### [Aim of the exercise]
Answer these questions from the text on definitions of resource discovery:
(a) Under definition B, what happens when resource discovery cannot find a machine that satisfies all constraints?
(b) In definition C, what are the two ways information about resources is gathered?
(c) Which factors does definition D name as making the resource discovery problem difficult to solve?

### [Document text]
*-*-*

Definition B describes RD given the requesting process. After activation of RD, it tries to search and find the requested resource outside of the computational system. The time and location constraints and limitations and the type of the requested resources are determined in the requesting process. Resource discovery should find a machine that can satisfy all constraints, otherwise, RD fails. In this definition, a mechanism by which to face this kind of failure is not considered.

C)
Resource discovery is the process of an entity in a network (i.e. a client) is automatically made aware of accessibility to services or desired devices (resources). More exactly, resource discovery is a mechanism for dynamic referencing to resources in the network. These references are handles or information with which a client can use to contact a resource further [20].

Similar to definition A, definition C contains the functionality of RD. In this definition, RD is based on gathering information about the resources of computational elements. The most important feature of definition C is the dynamic relationship between the resource and the requesting process. Based on this definition, gathering information about states of existing resources is done by resource management. This information is then analyzed to respond to the request. The information is gathered in two ways: (1) resource management gathers information in a specific period; (2) based on the occurrence of an event in the system, the existent information is being updated. Thus, RD is done based on the last state of resources. If the frequency of changes in the state of resources is low, these two methods can be used effectively and relatively fast. Considering the dynamic events of resources and providing conditions of the requesting process may cause the failure of RD. In this definition, no mechanism is provided to prevent the failure of RD.

D)
Resource discovery is one of the essential challenges in Grid, which discovers appropriate resources based on the requested task. Certain factors make the resource discovery problem difficult to solve. These factors are the huge number of resources, distributed ownership, heterogeneity of resources, resource failure, reliability, dynamicity, and resource evolution [2, 21].

Definition D states that RD is conducted in a dynamic environment based on constraints of the request. The dynamic events of the environment and variability of computing elements outside of the system can lead to failure of RD. In this definition, one of the factors that complicate RD is the unavailability of resources. In this definition, no mechanism is presented for the management of the failure of RD.

E)
Searching and locating candidate resources considered which are suitable for a job. It must be noticed that processing environments’ constraints are specified in each task. On the other hand, resource discovery must be performed in a reasonable time regarding the high dynamicity and scalability of the environment [22].

*-*-*

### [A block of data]

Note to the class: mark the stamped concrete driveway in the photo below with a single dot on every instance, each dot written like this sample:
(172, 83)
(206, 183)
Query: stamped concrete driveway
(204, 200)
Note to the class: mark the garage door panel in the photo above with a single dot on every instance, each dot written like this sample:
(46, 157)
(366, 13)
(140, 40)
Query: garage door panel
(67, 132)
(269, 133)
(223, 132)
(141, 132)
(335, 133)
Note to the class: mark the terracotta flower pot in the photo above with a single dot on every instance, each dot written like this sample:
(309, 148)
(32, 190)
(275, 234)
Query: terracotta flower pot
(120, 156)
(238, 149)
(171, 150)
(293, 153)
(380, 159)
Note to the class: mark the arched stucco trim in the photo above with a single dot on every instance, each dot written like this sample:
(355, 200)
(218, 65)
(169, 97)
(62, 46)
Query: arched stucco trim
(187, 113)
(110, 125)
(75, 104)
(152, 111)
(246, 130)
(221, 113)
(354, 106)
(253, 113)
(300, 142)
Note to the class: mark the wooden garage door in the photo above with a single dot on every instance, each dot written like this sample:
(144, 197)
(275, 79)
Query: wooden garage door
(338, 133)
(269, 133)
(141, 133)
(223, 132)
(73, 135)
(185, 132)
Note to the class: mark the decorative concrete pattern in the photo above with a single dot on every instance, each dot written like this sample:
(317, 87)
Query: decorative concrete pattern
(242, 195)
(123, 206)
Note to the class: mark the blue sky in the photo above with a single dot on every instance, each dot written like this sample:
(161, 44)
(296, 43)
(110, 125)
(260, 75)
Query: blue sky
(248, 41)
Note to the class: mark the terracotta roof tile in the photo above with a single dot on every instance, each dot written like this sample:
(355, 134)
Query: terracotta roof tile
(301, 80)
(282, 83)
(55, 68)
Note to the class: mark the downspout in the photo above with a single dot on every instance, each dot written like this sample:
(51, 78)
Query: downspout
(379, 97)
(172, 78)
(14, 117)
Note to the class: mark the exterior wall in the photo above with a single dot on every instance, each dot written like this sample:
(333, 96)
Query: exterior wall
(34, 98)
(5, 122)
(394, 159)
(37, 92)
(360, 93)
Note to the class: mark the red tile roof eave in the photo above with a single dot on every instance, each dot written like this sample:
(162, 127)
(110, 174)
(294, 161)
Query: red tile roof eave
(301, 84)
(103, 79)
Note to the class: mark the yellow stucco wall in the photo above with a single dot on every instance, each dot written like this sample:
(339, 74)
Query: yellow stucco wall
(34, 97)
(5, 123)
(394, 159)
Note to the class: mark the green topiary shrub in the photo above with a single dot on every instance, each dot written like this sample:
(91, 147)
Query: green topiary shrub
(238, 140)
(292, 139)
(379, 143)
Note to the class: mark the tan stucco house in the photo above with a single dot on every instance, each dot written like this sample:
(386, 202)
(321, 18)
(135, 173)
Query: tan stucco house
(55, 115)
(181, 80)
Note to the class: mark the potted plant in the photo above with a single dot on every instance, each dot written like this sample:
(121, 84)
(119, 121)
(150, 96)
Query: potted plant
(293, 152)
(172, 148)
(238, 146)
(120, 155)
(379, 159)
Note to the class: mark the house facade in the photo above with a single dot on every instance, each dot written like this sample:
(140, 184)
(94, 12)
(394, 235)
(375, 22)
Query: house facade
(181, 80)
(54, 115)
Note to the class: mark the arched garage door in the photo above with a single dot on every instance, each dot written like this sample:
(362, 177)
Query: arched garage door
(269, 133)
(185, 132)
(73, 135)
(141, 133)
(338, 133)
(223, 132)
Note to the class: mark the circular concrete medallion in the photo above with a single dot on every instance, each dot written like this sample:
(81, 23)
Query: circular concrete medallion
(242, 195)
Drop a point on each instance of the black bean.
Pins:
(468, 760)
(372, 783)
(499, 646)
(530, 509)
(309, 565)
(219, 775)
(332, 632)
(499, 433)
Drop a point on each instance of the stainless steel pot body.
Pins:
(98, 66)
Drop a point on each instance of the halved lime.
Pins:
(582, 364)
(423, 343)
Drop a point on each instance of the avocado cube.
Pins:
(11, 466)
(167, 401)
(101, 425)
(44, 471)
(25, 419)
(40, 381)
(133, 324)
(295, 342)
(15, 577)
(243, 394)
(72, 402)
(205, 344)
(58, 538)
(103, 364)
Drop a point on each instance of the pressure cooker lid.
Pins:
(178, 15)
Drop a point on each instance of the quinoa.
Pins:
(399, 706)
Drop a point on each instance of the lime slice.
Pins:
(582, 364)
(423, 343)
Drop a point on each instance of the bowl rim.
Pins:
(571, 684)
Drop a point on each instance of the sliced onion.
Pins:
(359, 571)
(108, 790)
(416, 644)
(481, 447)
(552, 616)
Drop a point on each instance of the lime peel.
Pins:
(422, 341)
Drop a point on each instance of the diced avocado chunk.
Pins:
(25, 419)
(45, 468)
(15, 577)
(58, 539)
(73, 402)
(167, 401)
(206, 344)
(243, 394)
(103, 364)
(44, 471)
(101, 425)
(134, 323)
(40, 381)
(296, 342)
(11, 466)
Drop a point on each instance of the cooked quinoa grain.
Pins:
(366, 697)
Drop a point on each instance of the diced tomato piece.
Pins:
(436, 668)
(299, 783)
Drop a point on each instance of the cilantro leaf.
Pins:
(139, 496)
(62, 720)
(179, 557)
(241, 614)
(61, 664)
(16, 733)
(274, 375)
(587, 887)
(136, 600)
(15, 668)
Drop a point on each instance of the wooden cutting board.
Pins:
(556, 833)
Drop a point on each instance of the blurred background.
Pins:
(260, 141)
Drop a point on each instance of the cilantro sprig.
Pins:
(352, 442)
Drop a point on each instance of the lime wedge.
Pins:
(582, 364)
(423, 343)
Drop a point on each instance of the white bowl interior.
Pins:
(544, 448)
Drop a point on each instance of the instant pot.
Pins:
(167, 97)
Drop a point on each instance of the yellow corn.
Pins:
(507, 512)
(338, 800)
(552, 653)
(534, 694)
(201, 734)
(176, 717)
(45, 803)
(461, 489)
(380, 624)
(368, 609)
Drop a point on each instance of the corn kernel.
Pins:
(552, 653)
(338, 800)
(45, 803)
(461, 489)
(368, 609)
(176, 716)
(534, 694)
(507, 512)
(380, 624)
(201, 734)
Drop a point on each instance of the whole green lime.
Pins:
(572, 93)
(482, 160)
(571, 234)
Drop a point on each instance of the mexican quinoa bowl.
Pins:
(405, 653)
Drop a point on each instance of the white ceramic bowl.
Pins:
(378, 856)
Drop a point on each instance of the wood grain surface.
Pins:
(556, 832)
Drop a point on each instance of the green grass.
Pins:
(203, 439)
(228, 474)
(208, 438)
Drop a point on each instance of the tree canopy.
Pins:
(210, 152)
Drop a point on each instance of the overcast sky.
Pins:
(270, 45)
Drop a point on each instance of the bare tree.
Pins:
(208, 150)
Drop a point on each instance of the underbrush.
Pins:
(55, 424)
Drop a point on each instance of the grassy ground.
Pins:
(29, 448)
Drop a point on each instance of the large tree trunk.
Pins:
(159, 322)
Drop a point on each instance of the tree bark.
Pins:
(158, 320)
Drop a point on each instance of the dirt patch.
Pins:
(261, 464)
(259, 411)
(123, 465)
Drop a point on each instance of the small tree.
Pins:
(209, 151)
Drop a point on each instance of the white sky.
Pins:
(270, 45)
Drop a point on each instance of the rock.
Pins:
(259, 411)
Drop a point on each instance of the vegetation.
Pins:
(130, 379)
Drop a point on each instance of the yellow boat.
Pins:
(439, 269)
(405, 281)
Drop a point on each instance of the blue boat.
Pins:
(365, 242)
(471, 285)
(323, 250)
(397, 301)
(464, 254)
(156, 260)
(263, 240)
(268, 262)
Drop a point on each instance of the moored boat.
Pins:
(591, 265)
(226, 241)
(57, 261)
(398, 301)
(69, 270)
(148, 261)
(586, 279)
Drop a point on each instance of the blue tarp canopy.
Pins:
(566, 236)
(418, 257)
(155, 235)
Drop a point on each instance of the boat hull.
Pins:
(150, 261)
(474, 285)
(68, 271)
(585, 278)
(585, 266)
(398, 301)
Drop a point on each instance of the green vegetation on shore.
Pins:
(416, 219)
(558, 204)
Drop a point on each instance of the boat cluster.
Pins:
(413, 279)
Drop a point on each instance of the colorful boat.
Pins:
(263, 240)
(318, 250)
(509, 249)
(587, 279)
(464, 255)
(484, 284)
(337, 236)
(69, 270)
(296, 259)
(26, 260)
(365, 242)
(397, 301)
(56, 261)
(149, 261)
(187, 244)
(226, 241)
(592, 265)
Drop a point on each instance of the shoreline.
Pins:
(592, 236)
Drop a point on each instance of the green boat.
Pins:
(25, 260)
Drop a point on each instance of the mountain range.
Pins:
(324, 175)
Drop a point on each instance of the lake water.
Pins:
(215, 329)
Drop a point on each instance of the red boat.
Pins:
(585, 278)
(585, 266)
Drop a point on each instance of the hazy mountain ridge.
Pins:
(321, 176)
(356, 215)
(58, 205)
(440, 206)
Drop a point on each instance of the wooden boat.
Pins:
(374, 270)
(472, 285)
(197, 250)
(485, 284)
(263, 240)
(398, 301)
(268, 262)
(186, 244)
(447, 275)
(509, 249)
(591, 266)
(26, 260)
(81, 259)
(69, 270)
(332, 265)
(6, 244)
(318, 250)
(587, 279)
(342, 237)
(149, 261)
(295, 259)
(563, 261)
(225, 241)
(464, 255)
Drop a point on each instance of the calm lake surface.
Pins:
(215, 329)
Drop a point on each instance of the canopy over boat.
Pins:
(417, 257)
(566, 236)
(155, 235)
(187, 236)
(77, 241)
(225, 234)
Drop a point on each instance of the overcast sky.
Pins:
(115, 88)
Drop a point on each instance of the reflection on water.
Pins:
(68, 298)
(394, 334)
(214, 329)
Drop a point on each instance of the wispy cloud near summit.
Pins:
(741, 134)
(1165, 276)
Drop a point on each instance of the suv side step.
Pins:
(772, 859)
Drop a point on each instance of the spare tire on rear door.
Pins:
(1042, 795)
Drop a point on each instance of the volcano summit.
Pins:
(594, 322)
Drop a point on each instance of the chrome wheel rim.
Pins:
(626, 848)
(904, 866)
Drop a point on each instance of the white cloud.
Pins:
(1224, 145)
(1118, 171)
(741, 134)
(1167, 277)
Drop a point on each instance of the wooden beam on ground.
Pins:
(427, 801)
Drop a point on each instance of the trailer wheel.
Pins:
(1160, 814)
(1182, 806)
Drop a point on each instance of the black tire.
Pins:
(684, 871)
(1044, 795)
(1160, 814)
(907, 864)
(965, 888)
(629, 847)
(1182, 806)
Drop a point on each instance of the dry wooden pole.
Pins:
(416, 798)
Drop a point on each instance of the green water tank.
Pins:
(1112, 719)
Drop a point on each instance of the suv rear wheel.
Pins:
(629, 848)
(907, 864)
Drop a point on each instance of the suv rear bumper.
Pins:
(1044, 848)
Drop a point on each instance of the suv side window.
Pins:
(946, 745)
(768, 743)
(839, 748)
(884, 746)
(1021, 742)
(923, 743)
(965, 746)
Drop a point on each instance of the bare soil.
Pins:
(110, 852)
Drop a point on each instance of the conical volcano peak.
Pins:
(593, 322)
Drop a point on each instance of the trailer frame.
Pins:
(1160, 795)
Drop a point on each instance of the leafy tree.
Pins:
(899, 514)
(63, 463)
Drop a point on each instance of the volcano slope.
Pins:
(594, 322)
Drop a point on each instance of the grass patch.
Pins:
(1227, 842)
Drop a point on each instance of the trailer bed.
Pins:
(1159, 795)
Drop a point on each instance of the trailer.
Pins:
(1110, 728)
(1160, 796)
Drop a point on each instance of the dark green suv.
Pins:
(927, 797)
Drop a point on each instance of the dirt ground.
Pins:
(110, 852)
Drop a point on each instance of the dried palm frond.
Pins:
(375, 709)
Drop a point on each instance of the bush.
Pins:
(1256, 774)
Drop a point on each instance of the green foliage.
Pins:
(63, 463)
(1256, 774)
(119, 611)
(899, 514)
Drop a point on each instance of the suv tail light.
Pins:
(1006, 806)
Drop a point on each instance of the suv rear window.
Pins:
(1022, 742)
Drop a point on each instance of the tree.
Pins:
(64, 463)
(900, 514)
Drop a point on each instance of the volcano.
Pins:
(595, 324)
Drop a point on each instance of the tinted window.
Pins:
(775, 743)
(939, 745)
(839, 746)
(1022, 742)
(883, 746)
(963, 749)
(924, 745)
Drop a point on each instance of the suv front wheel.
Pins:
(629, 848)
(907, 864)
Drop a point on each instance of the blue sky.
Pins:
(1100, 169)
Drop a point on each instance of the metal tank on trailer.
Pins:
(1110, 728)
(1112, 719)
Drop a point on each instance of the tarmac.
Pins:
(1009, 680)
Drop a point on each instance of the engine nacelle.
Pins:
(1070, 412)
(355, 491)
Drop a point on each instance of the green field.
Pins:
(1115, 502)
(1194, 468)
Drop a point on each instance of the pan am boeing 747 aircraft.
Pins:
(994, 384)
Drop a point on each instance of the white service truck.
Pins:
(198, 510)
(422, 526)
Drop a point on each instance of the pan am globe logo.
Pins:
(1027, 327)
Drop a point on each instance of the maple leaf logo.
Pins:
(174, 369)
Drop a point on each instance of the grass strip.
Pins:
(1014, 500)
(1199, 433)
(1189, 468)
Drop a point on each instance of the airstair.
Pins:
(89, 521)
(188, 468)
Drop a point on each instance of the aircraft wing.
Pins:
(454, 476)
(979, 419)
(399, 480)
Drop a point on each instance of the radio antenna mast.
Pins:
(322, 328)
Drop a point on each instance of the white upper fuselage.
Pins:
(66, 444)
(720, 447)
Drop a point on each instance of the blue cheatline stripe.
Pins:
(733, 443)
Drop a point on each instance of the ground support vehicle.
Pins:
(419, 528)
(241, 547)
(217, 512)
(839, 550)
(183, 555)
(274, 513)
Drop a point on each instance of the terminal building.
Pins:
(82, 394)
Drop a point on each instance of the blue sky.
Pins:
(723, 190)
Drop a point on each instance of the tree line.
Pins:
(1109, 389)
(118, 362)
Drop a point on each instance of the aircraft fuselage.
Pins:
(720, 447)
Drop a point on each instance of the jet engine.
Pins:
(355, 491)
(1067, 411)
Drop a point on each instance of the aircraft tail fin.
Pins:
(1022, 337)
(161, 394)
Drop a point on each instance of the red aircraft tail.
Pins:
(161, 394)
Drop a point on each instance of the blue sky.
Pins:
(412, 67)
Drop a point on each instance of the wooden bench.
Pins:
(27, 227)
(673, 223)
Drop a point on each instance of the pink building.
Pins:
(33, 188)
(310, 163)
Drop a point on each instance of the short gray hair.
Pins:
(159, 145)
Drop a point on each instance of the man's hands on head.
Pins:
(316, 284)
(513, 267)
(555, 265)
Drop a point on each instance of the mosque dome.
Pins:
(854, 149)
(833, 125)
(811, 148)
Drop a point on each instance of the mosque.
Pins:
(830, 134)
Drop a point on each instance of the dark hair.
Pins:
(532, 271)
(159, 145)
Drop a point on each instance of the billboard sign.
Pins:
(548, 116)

*-*-*

### [Answer to this exercise]
(a) Resource discovery fails.
(b) Resource management gathers information in a specific period, and the existing information is updated when an event occurs in the system.
(c) The huge number of resources, distributed ownership, heterogeneity of resources, resource failure, reliability, dynamicity, and resource evolution.